▶ _TUGAS YANG DIKERJAKAN_:
A - Terjemahkan ke dalam bahasa Inggris kalimat berikut dari kutipan tentang pohon pisang: "Sesungguhnya tidaklah Allah menyebutkan sesuatu dalam Al-Qur'an melainkan karena ia memiliki kelebihan."
B - Tentukan apakah setiap pernyataan berikut sesuai dengan kutipan tentang pohon pisang, lalu jawab ya atau tidak beserta kata-kata penentu dari kutipan tersebut. (i) Ayat yang dibahas terdapat dalam surat Al-Waqi'ah ayat 29. (ii) Penduduk Mesir menamakan pisang dengan sebutan "Thalh". (iii) Fir'aun disebut dalam Al-Qur'an karena kelebihannya dalam kebaikan.

Allah Subhanahu wa Ta'ala berfirman dalam surat Al-Waqi'ah ayat 29, dimana sebagian
ahli tafsir menafsirkannya dengan arti:
"dan pohon pisang yang
(buahnya) bertumpuk-tumpuk.",
sebagaimana diriwayatkan oleh
Ibnu Abi Hatim dari Abu Sa'id, juga ada sebuah riwayat dari Ibnu Abbas, Abu
Hurairah, Hasan Bashri, Ikrimah, Qasamah bin Zuhair, Qatadah, Abu Hurzah,
Mujahid dan Ibnu Zaid yang mengatakan bahwa penduduk Yaman menamakan pisang
dengan sebutan "Thalh" (Tafsir Ibnu Katsir)
Sesungguhnya tidaklah Allah menyebutkan sesuatu dalam Al-Qur'an
melainkan karena ia memiliki kelebihan. Saat yang disebut adalah Fir'aun maka
itu kerena kelebihannya dalam kebengisan dan penolakannya terhadap dakwah Nabi
Musa alaihissalam. Namun saat Allah menyebutkan sesuatu yang baik maka itu
kerena yang tersebut memiliki kelebihan dan keistimewaan dalam hal kebaikan.
Sedangkan pohon pisang, apa kelebihannya?
Mari kita bedah pemandangan
yang nampak dari sebuah pohon pisang dari kebun tetangga ini:
Bukankah ia telah memberikan
kebaikannya kepada para penikmat pisang? Saking berlebihnya ia memberikan
kebaikan, ia pun tak kuat menanggung semua kebaikannya. Ternyata kebaikannya
telah melebihi kemampuan fisiknya, lebih berat dan besar kebaikan yang
diberikan dari pada ukuran fisiknya. Begitulah yang Allah inginkan dari
hamba-NYA, dalam rangka membagi kebaikan kepada orang lain hendaknya meneladani
si pohon pisang dalam "Fastabiqul khairaat."

▶ _INFORMASI YANG DISEDIAKAN_:
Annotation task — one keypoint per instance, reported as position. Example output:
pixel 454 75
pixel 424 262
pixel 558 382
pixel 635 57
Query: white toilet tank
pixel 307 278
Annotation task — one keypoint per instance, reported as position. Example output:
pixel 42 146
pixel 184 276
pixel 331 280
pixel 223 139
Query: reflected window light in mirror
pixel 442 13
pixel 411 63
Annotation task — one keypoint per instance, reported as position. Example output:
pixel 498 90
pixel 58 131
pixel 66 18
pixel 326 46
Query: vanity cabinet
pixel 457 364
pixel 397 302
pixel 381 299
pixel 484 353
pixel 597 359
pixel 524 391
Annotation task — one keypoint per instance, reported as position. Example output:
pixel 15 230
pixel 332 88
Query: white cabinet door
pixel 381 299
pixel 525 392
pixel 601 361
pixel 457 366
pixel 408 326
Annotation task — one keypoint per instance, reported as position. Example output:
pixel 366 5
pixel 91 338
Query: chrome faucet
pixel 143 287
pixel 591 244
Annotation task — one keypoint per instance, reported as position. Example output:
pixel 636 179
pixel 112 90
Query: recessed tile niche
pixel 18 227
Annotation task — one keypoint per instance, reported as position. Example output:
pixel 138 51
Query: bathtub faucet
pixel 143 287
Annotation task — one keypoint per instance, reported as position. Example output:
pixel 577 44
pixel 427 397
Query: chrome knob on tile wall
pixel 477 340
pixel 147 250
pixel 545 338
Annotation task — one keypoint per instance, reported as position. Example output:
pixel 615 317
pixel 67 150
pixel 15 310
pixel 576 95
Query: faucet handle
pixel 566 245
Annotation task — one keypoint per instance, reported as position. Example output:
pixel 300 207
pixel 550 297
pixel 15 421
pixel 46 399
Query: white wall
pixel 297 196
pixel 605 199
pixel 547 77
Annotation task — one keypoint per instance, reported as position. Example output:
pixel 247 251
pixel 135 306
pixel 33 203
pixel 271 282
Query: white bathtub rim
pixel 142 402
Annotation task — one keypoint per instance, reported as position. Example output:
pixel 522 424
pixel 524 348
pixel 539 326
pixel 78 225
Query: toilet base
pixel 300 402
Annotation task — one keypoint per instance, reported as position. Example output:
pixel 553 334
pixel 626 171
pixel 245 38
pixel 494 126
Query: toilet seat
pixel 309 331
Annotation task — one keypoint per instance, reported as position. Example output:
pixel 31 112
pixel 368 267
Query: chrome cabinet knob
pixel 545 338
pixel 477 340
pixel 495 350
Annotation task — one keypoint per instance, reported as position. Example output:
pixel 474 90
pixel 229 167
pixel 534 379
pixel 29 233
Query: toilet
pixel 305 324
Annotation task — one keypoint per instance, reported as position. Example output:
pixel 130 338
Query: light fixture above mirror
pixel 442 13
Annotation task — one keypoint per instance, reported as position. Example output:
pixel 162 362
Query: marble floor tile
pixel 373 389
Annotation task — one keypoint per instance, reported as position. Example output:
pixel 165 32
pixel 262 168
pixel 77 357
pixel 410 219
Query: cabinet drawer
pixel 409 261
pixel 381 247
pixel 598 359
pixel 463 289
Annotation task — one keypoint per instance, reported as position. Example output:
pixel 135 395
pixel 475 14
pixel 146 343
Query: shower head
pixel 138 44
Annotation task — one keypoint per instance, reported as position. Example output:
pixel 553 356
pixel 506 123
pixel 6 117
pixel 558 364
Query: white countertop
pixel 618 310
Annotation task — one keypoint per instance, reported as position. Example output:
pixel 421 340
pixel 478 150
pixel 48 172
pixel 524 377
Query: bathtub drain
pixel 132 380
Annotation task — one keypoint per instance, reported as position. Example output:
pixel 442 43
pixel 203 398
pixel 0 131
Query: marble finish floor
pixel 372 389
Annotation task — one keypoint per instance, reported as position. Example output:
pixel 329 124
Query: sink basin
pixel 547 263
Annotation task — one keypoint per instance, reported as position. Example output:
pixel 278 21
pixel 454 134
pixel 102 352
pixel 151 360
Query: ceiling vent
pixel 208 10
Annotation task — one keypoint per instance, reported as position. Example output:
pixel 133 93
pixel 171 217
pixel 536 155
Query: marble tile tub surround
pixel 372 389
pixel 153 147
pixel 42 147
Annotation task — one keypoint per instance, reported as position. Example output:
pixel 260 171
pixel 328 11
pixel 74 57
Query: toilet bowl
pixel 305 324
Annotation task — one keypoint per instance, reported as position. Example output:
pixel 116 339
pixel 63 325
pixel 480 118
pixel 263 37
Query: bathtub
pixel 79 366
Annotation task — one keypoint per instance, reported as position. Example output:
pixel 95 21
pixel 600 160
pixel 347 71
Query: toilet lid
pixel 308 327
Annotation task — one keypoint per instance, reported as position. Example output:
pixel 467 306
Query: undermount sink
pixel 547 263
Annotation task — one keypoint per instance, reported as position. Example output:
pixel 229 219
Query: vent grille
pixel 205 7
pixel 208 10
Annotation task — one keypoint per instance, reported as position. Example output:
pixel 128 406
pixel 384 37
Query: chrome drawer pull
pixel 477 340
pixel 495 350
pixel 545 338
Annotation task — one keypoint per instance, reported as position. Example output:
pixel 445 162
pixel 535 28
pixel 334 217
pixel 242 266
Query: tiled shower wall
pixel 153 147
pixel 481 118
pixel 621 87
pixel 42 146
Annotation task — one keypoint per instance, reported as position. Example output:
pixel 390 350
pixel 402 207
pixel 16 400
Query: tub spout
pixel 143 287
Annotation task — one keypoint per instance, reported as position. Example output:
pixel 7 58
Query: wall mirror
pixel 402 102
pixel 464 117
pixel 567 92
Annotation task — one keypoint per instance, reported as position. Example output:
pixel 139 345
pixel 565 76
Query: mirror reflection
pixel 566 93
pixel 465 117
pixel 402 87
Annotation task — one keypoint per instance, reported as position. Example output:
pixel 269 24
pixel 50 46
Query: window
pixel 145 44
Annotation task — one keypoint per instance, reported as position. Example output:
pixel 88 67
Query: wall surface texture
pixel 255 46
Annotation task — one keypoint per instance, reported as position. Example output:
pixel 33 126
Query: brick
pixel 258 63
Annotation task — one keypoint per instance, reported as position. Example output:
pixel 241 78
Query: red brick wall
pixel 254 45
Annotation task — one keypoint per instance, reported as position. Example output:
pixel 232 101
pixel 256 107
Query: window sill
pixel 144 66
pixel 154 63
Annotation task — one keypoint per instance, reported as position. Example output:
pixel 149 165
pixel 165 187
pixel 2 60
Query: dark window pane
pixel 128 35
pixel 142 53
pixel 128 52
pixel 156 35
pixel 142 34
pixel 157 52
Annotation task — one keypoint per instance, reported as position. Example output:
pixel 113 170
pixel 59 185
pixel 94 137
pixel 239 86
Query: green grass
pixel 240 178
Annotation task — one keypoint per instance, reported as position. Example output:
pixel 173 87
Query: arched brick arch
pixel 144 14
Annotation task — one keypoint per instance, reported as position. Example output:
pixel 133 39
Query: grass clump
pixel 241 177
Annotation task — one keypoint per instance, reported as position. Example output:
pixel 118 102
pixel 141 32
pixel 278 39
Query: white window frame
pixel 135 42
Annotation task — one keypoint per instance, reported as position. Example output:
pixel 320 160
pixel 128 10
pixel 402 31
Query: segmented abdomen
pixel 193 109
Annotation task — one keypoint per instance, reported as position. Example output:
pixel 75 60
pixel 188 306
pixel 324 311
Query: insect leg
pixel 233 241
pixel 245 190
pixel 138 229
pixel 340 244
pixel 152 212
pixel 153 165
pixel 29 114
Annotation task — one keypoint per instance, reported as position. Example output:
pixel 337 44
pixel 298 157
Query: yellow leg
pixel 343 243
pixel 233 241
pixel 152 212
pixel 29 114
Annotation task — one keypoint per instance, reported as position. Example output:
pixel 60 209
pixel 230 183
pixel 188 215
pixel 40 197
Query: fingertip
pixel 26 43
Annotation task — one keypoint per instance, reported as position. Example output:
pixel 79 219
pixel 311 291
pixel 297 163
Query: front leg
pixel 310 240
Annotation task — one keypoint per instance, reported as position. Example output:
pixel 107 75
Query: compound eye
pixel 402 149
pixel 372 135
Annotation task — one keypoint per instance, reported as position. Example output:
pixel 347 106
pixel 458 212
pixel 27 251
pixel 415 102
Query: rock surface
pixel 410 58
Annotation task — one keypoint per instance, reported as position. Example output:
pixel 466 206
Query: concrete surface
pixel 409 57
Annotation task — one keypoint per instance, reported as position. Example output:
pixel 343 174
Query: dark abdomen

▶ _JAWABAN LATIHAN INI_:
A - Indeed, Allah does not mention anything in the Qur'an except because it has a distinctive merit.

B -
(i) Ya: "surat Al-Waqi'ah ayat 29".
(ii) Tidak: "penduduk Yaman menamakan pisang".
(iii) Tidak: "kelebihannya dalam kebengisan".